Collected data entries

◆ ◆ ◆ ◆ ◆

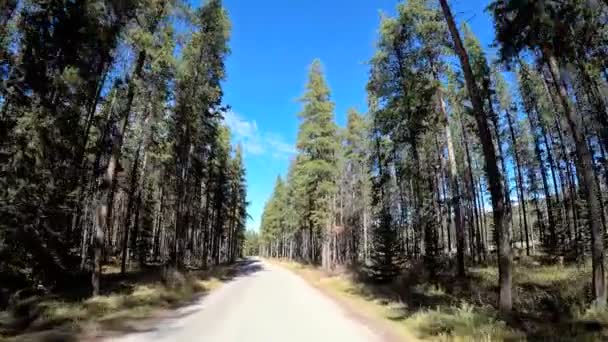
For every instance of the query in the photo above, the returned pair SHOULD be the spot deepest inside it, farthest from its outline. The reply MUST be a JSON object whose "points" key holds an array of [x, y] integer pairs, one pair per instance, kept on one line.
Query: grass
{"points": [[123, 309], [551, 303]]}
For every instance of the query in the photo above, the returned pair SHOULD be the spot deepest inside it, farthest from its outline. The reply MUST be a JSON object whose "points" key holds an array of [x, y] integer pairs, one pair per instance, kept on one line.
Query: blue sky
{"points": [[272, 43]]}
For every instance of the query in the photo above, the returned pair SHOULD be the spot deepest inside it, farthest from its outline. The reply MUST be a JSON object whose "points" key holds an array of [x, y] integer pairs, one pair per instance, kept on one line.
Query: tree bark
{"points": [[455, 192], [520, 180], [589, 187], [505, 258]]}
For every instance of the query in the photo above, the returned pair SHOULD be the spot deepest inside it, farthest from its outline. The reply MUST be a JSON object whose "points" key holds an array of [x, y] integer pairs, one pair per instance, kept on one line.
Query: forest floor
{"points": [[550, 302], [131, 302]]}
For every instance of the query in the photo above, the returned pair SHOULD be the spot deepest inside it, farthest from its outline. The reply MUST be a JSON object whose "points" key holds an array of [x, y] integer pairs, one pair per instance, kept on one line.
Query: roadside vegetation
{"points": [[552, 301], [469, 201], [131, 302]]}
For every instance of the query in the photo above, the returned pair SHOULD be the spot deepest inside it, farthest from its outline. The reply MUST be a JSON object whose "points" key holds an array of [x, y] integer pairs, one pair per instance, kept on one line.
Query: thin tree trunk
{"points": [[520, 180], [455, 192], [505, 258], [589, 187]]}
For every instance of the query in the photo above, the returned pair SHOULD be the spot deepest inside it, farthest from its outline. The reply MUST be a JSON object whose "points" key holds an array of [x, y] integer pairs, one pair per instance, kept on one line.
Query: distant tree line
{"points": [[460, 158], [113, 148]]}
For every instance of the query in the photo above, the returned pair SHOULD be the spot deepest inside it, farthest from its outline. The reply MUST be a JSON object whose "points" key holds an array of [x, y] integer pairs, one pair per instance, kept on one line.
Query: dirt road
{"points": [[265, 303]]}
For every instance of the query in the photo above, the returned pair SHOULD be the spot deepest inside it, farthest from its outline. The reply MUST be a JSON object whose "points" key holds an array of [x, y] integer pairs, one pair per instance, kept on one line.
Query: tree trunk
{"points": [[455, 192], [520, 180], [589, 187], [505, 258]]}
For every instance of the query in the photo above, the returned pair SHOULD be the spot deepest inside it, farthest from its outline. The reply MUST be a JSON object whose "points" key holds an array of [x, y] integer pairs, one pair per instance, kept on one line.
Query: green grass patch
{"points": [[551, 302], [116, 311]]}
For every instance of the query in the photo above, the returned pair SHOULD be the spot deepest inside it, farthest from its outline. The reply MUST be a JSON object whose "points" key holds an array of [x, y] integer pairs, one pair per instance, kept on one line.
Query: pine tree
{"points": [[317, 144]]}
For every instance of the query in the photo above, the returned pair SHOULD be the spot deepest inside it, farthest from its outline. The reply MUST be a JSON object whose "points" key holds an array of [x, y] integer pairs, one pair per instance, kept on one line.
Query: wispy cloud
{"points": [[256, 141]]}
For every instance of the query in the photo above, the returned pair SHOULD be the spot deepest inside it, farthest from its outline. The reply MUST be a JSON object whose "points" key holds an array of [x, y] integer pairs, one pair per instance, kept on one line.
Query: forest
{"points": [[462, 164], [114, 153], [473, 187]]}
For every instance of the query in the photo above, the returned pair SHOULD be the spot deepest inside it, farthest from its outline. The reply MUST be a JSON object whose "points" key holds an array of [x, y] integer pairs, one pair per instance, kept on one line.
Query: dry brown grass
{"points": [[551, 303], [121, 310]]}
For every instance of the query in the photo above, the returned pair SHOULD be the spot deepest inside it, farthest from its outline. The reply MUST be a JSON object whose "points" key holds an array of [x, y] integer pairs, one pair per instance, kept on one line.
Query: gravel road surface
{"points": [[265, 303]]}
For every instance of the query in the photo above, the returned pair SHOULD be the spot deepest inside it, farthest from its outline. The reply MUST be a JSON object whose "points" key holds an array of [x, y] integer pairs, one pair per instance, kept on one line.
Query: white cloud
{"points": [[256, 141]]}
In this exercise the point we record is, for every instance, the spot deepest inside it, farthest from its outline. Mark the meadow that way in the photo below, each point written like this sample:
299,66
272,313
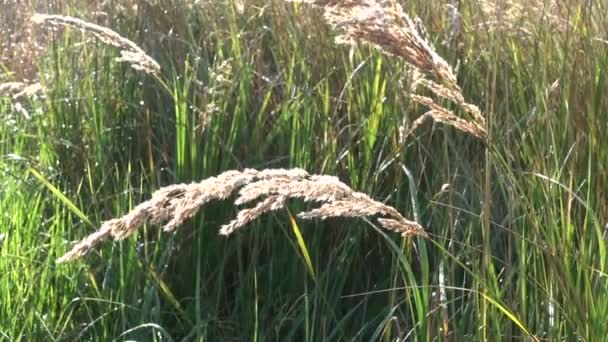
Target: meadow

◆ ◆ ◆ ◆ ◆

_WHAT IS BEING ASKED:_
Write out only the lines from the line containing "In this exercise" through the end of the material above, both end lines included. Pictures are not written out.

_SOLVED PROBLEM:_
In this exercise the point we record is, for every instance, the spot deepest inside it, farthest from its outline. Mark the meadow that way in the photo below, each point written like this sample:
299,66
272,313
Target: meadow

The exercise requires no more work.